══ Selected text
The 2.0.7 release will go out tomorrow, and in order to get some  
decent vote feedback it would be good to clean up JIRA so that  
we have an accurate 2.0.x list people can vote on for issues  
they would like fixed in 2.0.8. I created a "Documentation"  
version so that technical issues wouldn't be polluted by  
documentation issues. I also created a "Reviewed Pending Version  
Assignment" where I put everything that's probably been looked  
at (probably not entirely true) so that anything coming in from  
now on in the unscheduled we can process. I think

Re: JIRA Smackdown

2007-06-15 Thread Brett Porter
Everything has a component now, and I did a whole bunch of versions  
while I was at it.


The components really need to be adjusted (review/approve the  
taxonomy and migrate towards that), since I found I had a hard time  
picking the right one, especially in relation to the project builder,  
apis and artifacts vs dependencies. I was probably horribly  
inconsistent. Anyway, even as is that should help to identify dupes/ 
groupings (eg, line up all the requests in the artifacts/repositories  
component against the upcoming artifact spec).


General approach I've been taking for versions:
- if it may work but needs testing, 2.0.x
- if it looks fixable without architectural changes, 2.0.x
- if it is a feature/bug related to existing architectural goals for  
2.1.x, then it goes with that

- otherwise, 2.2.x

This doesn't meant 2.*.x are actually "scheduled" - I'd expect the  
next step is to go through 2.0.x and pull things into 2.0.8 that make  
sense, clean out things that work, etc. Then repeat for 2.0.9 after  
the 2.0.8 release is done. Same process would apply for 2.1.x, etc.
════
══ Information shown
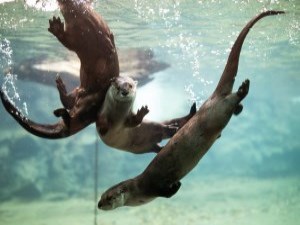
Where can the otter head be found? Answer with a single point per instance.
(123, 89)
(114, 197)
════
## Instructions:
**A)** In the JIRA cleanup thread, what version was created to keep technical issues from being polluted by documentation issues?
**B)** From the JIRA cleanup thread, list every rule in the general approach for versions, with the version each rule assigns.
**C)** Repeat the passage of the JIRA cleanup thread starting at "2007-06-15 Thread Brett" and ending at "upcoming artifact spec).".
The lines above aren't needed here.

## Expected results:
**A)** A "Documentation" version.

**B)**
- If it may work but needs testing: 2.0.x
- If it looks fixable without architectural changes: 2.0.x
- If it is a feature/bug related to existing architectural goals for 2.1.x: 2.1.x
- Otherwise: 2.2.x

**C)**
2007-06-15 Thread Brett Porter
Everything has a component now, and I did a whole bunch of versions  
while I was at it.


The components really need to be adjusted (review/approve the  
taxonomy and migrate towards that), since I found I had a hard time  
picking the right one, especially in relation to the project builder,  
apis and artifacts vs dependencies. I was probably horribly  
inconsistent. Anyway, even as is that should help to identify dupes/ 
groupings (eg, line up all the requests in the artifacts/repositories  
component against the upcoming artifact spec).